Pull out each line in the rows below that contains the word "Query". Case counts, so only matching capitalization qualifies.

## Input

:::

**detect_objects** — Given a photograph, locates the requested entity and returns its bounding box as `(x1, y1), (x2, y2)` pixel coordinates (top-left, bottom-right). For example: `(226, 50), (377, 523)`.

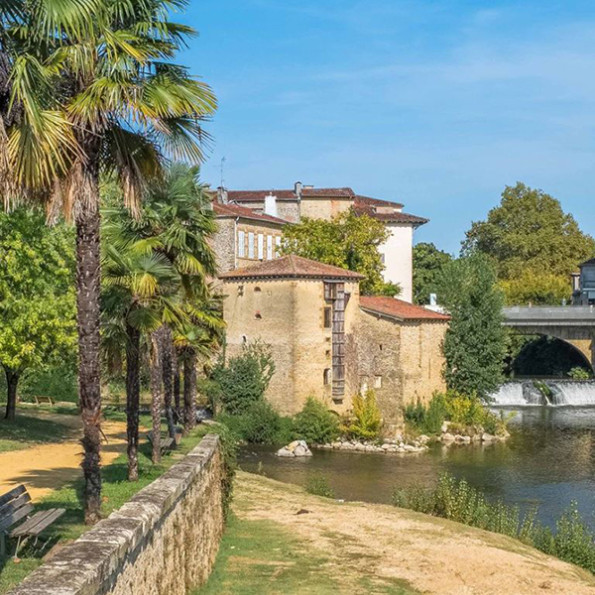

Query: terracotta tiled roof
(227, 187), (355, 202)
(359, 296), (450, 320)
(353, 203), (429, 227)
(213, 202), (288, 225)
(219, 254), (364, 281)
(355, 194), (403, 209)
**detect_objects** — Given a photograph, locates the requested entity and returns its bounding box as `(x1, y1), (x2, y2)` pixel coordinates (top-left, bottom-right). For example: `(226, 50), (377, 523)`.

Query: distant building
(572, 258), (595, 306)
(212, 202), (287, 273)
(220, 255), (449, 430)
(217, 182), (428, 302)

:::

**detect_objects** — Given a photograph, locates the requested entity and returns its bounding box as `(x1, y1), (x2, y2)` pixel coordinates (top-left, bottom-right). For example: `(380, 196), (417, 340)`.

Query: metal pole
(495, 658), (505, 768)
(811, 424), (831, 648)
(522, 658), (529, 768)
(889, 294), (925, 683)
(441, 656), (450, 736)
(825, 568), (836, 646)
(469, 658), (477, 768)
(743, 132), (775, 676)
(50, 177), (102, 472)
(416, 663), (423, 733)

:::

## Solution below
Query: terracotta tiled roof
Query: distant building
Query: metal pole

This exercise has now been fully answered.